╭─ Data for this exercise

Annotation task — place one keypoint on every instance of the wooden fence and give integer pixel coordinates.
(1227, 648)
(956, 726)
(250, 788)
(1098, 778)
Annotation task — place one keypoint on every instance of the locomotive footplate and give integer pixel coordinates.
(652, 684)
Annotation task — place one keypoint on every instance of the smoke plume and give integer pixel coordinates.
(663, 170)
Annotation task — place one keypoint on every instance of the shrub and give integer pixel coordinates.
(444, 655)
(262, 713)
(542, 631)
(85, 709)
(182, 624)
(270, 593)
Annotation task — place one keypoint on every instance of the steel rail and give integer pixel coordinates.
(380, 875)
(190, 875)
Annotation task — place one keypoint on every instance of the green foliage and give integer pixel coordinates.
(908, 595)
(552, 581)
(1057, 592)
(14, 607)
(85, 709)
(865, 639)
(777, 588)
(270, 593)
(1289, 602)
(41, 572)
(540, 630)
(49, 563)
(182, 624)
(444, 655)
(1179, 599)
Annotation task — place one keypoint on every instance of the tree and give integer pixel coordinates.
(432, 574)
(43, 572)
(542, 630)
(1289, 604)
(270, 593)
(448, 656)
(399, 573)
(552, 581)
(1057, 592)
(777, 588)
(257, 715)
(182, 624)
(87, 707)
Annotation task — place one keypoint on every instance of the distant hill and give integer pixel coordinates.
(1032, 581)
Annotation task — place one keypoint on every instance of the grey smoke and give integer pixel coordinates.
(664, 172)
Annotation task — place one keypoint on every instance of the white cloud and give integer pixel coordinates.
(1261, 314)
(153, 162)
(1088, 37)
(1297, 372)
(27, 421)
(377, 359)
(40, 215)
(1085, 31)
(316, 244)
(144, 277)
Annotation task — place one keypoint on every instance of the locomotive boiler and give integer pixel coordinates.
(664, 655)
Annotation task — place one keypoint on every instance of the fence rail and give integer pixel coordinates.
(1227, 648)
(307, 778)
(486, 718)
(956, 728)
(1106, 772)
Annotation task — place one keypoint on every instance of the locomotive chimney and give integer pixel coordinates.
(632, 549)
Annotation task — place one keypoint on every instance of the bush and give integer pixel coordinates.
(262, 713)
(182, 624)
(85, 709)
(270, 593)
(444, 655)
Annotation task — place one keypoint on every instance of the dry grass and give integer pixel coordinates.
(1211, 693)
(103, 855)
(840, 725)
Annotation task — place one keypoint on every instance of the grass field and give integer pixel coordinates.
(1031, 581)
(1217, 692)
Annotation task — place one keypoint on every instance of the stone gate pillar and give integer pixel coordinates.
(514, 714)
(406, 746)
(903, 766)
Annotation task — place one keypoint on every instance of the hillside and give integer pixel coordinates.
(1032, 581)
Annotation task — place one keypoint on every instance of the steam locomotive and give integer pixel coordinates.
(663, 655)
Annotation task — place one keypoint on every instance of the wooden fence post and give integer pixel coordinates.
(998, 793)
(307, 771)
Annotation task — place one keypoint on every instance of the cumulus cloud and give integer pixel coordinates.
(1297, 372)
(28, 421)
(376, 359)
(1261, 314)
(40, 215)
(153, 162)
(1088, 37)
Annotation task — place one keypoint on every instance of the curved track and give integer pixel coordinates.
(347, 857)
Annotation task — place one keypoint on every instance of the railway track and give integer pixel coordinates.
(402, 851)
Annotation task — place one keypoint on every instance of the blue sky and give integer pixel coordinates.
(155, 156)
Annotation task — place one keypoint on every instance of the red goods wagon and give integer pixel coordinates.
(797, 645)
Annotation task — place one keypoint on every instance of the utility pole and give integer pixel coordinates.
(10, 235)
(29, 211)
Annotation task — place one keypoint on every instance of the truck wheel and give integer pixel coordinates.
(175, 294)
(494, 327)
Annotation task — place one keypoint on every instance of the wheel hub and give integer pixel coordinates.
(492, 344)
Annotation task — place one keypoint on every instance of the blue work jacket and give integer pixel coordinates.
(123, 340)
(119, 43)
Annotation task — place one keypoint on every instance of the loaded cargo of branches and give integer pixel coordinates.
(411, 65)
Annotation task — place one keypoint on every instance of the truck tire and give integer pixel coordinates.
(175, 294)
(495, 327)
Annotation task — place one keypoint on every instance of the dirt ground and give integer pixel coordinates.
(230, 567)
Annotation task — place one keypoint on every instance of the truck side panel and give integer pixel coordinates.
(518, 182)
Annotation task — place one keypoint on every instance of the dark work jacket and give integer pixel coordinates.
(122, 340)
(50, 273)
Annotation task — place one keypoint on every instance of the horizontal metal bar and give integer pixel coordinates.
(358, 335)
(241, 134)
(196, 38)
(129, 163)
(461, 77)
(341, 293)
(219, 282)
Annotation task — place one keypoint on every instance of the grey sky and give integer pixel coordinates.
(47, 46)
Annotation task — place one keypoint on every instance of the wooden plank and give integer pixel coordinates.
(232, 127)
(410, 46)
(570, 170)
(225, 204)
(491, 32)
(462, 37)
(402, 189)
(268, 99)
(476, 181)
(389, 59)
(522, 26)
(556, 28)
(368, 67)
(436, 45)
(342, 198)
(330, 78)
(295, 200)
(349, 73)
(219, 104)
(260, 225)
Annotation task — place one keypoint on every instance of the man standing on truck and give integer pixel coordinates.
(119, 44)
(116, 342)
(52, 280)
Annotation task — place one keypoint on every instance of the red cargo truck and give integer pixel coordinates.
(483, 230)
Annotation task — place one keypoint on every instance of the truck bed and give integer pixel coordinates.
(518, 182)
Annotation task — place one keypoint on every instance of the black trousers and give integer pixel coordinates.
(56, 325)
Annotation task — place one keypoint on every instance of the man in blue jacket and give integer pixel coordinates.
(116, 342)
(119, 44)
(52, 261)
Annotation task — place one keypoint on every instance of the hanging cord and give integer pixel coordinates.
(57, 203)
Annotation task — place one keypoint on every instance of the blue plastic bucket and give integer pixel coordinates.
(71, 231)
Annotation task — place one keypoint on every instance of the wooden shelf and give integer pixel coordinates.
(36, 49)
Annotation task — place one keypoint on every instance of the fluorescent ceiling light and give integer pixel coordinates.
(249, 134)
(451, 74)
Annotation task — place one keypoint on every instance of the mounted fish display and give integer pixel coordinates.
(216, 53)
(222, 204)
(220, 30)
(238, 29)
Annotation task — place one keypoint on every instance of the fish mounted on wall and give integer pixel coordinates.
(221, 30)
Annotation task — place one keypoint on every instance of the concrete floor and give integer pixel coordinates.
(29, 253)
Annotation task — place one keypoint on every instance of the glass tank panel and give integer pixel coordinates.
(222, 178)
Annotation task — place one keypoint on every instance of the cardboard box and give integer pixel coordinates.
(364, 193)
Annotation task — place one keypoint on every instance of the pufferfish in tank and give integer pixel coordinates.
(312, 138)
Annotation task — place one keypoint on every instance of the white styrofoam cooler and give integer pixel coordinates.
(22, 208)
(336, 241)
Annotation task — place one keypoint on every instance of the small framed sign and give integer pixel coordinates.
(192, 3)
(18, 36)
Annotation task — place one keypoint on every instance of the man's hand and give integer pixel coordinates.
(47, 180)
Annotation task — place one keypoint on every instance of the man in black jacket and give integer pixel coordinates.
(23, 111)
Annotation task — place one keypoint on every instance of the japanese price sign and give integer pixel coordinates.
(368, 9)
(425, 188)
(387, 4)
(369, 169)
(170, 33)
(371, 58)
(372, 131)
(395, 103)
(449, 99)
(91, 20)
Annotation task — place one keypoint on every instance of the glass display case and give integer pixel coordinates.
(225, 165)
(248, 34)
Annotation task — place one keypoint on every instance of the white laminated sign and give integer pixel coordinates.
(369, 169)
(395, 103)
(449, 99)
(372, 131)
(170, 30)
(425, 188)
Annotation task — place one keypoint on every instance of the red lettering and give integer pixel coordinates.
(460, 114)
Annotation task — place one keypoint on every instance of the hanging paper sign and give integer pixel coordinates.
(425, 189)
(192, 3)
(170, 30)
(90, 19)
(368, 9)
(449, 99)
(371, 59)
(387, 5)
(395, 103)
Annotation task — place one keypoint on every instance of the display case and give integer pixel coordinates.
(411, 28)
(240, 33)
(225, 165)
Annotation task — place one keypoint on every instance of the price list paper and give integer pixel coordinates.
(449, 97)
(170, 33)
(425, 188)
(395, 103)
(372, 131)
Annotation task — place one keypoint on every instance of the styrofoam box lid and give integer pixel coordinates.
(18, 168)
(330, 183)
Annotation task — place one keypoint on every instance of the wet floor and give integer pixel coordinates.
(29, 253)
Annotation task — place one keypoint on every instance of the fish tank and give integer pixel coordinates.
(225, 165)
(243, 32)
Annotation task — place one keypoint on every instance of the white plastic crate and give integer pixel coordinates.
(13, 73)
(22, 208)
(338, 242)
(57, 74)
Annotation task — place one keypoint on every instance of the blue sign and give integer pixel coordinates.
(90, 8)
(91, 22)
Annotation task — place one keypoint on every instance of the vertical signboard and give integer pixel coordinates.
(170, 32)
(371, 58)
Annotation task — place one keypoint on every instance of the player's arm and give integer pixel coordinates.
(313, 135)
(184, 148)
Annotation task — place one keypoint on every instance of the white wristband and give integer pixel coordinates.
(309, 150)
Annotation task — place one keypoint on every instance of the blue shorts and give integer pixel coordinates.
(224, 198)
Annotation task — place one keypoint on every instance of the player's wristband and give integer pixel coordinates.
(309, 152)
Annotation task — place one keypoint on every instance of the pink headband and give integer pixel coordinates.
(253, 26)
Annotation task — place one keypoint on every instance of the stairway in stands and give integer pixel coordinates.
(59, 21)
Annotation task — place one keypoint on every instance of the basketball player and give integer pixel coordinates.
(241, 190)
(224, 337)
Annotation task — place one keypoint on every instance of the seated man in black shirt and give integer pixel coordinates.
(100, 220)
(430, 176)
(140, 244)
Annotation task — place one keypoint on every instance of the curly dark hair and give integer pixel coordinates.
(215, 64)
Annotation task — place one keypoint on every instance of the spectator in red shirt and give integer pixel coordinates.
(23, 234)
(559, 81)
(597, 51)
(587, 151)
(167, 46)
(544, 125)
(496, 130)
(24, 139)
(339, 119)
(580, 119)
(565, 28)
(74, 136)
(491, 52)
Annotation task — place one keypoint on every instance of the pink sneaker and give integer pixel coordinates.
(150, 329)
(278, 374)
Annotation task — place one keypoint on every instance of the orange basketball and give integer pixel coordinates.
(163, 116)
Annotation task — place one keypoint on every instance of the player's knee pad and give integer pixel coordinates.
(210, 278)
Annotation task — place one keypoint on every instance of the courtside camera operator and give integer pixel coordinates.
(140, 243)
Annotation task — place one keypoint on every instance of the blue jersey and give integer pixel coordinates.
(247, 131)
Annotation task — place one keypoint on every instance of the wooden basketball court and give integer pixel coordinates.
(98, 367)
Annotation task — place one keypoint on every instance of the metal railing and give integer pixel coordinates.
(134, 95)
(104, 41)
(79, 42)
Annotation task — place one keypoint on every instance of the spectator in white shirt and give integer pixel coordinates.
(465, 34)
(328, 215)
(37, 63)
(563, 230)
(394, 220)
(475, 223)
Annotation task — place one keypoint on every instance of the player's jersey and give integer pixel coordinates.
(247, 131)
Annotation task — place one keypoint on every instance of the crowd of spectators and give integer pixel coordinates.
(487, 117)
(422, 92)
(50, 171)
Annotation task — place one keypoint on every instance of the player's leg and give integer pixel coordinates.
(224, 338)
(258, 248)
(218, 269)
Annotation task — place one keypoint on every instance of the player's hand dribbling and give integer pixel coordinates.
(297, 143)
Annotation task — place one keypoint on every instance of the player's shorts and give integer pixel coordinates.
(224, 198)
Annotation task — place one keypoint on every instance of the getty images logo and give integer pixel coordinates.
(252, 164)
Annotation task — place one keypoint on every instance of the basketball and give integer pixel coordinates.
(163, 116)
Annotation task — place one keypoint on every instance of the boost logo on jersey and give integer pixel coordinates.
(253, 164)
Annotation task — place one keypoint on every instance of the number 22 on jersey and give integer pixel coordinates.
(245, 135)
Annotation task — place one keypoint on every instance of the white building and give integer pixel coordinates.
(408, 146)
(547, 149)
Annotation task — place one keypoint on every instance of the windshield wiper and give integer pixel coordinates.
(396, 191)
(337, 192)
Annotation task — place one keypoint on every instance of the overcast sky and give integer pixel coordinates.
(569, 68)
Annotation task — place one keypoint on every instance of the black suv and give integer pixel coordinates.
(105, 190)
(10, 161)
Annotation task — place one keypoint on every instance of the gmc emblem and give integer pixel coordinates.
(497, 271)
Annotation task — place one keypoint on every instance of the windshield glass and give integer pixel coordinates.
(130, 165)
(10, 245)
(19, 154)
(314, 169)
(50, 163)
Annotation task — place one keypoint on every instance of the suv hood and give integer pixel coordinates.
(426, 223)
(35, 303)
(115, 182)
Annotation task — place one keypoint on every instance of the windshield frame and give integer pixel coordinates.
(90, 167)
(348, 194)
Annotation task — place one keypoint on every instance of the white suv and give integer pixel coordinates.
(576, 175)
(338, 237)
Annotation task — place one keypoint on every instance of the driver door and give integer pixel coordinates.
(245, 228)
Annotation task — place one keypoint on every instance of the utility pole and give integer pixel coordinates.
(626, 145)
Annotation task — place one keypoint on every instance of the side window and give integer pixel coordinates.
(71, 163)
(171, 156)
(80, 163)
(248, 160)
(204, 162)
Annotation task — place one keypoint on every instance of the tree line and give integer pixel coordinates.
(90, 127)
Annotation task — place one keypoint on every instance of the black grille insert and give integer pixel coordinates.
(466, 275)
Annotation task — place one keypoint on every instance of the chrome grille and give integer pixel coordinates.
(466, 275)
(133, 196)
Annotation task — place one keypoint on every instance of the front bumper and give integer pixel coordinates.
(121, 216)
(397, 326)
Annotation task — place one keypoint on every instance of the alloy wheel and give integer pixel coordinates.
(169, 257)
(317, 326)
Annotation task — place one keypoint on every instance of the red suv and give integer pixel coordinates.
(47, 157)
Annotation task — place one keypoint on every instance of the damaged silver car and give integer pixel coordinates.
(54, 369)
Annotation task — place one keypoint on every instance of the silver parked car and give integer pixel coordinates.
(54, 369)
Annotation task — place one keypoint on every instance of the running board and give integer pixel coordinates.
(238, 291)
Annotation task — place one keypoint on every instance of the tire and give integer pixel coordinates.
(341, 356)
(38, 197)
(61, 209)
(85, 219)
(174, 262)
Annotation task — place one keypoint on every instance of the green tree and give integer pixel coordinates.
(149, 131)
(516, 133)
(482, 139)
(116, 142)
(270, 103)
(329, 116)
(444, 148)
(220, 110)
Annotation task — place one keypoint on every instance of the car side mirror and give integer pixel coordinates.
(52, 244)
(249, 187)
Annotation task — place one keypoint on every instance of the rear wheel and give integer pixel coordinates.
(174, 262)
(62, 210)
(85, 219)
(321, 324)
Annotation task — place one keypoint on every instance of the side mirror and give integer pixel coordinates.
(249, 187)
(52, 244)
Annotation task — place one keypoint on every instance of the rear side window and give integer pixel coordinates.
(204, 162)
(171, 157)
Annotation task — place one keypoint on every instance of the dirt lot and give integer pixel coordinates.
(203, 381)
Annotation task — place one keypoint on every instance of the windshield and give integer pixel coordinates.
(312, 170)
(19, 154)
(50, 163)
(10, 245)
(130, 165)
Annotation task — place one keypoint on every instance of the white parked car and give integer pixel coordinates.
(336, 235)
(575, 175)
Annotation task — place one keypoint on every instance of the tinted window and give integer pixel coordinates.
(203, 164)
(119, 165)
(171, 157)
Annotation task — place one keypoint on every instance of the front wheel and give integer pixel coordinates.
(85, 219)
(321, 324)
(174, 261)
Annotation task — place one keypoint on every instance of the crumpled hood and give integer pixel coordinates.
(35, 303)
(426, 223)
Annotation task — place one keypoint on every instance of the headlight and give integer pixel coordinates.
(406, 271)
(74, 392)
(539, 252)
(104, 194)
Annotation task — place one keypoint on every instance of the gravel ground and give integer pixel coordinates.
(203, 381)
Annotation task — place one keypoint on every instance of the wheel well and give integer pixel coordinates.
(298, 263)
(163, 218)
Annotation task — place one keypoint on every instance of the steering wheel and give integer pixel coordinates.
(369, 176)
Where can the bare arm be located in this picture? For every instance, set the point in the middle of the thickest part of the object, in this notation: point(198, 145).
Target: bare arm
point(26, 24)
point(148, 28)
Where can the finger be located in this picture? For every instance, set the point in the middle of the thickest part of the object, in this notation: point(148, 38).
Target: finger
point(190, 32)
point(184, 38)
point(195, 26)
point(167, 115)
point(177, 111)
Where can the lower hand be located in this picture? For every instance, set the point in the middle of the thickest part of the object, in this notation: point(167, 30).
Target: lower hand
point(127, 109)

╰─

# Aim of the exercise
Copy out each line of the listing that holds the word "object".

# Task answer
Where can the bare arm be located in this picture? For every instance, set the point in the middle of the thickest part of the object, in this notation: point(198, 145).
Where can the finger be located in this picture? For every instance, set the point in the middle of the thickest part of the object, in this notation: point(148, 38).
Where can the lower hand be located in this picture? For every instance, set the point in the middle of the thickest part of the object, in this notation: point(167, 30).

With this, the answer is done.